- **Exercise aim**
Repeat the records below exactly.

[START OF Data to use]

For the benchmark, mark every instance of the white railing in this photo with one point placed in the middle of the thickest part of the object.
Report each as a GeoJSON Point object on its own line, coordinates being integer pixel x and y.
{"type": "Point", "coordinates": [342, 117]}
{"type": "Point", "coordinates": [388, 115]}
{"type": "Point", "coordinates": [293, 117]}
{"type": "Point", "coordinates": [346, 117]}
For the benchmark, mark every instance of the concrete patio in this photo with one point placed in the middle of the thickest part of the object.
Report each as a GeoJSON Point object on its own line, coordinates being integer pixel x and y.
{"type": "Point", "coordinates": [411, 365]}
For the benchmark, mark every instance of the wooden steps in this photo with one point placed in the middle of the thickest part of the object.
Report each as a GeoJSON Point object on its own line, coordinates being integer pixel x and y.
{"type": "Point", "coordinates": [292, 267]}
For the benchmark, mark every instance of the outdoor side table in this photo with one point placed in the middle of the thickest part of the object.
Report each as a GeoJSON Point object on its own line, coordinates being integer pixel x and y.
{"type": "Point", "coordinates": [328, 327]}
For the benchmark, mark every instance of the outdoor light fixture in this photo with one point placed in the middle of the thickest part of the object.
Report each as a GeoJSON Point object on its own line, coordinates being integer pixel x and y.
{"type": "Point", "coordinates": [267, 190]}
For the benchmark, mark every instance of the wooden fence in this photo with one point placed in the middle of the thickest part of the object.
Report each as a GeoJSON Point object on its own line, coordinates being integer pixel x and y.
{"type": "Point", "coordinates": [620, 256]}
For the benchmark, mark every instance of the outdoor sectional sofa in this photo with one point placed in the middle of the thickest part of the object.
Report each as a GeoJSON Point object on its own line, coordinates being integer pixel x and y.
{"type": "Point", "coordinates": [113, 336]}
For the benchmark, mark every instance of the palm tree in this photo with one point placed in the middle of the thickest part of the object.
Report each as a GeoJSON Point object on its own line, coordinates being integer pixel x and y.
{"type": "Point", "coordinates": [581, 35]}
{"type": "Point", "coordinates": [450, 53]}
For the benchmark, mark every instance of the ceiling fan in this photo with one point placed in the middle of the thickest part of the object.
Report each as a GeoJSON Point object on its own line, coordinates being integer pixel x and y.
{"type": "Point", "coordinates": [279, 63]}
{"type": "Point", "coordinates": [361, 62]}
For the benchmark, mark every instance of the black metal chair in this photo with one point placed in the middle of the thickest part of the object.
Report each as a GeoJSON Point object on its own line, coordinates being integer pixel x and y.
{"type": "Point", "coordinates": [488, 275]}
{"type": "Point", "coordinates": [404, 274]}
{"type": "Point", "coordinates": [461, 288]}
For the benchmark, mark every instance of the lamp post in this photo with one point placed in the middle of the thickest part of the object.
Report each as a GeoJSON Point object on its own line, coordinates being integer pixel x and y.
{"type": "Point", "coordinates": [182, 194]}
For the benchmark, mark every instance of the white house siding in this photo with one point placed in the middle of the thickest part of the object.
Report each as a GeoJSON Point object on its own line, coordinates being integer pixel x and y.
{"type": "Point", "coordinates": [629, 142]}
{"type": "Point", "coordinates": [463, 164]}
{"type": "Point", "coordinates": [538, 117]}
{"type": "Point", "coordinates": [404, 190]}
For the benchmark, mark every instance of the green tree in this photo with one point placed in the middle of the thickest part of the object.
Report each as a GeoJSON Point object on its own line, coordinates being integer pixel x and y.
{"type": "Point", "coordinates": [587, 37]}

[END OF Data to use]

- **Complete output**
For the benchmark, mark every instance of the white railing in this photo with one point placed in the middle of the thickest part of the object.
Report each as a GeoJSON Point object on its own line, coordinates being integer pixel x and y.
{"type": "Point", "coordinates": [342, 117]}
{"type": "Point", "coordinates": [388, 115]}
{"type": "Point", "coordinates": [293, 117]}
{"type": "Point", "coordinates": [346, 117]}
For the benchmark, mark every instance of the concrete patio in this photo with one point placed in the middle of the thickest part of the object.
Report each as a GeoJSON Point object on its own line, coordinates being integer pixel x and y.
{"type": "Point", "coordinates": [411, 365]}
For the benchmark, mark every instance of the wooden steps in this photo with one point placed in the middle of the thickest part of the object.
Report each as a GeoJSON Point object on its own line, coordinates being integer pixel x and y.
{"type": "Point", "coordinates": [292, 267]}
For the benchmark, mark every instance of the outdoor side table in this photo with one point placed in the middle of the thickest part of the object.
Report each as a GeoJSON Point object on its own line, coordinates being integer pixel x and y.
{"type": "Point", "coordinates": [328, 327]}
For the benchmark, mark every instance of the outdoor light fixture in this photo with one point placed in the middle of the thickest part of the object.
Report each as a GeoJSON Point object on its own line, coordinates being integer pixel x and y.
{"type": "Point", "coordinates": [267, 190]}
For the benchmark, mark every instance of the wooden fence in this photo with one point placed in the middle of the thickest part of the object.
Report each as a GeoJSON Point object on its own line, coordinates being integer pixel x and y.
{"type": "Point", "coordinates": [620, 256]}
For the benchmark, mark every instance of the outdoor sectional sofa in this photo with one point placed in the middle of the thickest part of the object.
Report each as a GeoJSON Point object on its own line, coordinates being integer pixel x and y.
{"type": "Point", "coordinates": [113, 336]}
For the benchmark, mark every instance of the palm tree in this photo with one point placed in the middle of the thickest part of the object.
Report each as a GeoJSON Point object on its own line, coordinates being integer pixel x and y.
{"type": "Point", "coordinates": [581, 35]}
{"type": "Point", "coordinates": [450, 53]}
For the benchmark, mark every instance of the ceiling fan in this photo with one point placed in the middle of the thickest part of the object.
Report each as a GeoJSON Point object on its own line, coordinates being integer pixel x and y.
{"type": "Point", "coordinates": [279, 63]}
{"type": "Point", "coordinates": [361, 62]}
For the benchmark, mark every instance of the black metal chair in this photo with one point placed in the middle of the thickest part of the object.
Report each as a GeoJSON Point object on its own line, coordinates being integer pixel x and y.
{"type": "Point", "coordinates": [488, 275]}
{"type": "Point", "coordinates": [404, 274]}
{"type": "Point", "coordinates": [461, 288]}
For the benchmark, mark every instance of the lamp post in this photo with one point placed in the middle of the thickest part of the object.
Report each as a GeoJSON Point object on its own line, coordinates being integer pixel x and y.
{"type": "Point", "coordinates": [182, 194]}
For the benchmark, mark every instance of the white house siding in this photo with one point placed in the middle of the thickest part of the object.
Report each as a GeoJSON Point object on its own line, coordinates being integer pixel x and y.
{"type": "Point", "coordinates": [629, 142]}
{"type": "Point", "coordinates": [463, 164]}
{"type": "Point", "coordinates": [538, 117]}
{"type": "Point", "coordinates": [404, 190]}
For the benchmark, mark every instance of the green tree in this photo with one point placed in the middle of the thickest part of the object.
Report each as a GeoJSON Point object on its own line, coordinates being integer pixel x and y.
{"type": "Point", "coordinates": [587, 37]}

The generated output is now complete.